Object position labeling rows
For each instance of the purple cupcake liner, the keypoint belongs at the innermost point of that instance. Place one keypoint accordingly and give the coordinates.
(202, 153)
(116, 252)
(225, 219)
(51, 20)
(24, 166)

Request
Please format all the rows above as a JSON list of strings, with one string per line and blank lines left out.

Expected output
[
  "For each instance of the purple cupcake liner, the keypoint belongs at the innermost point of that instance. Place one keypoint accordingly and give the coordinates.",
  "(202, 153)",
  "(116, 252)",
  "(225, 219)",
  "(51, 20)",
  "(24, 166)"
]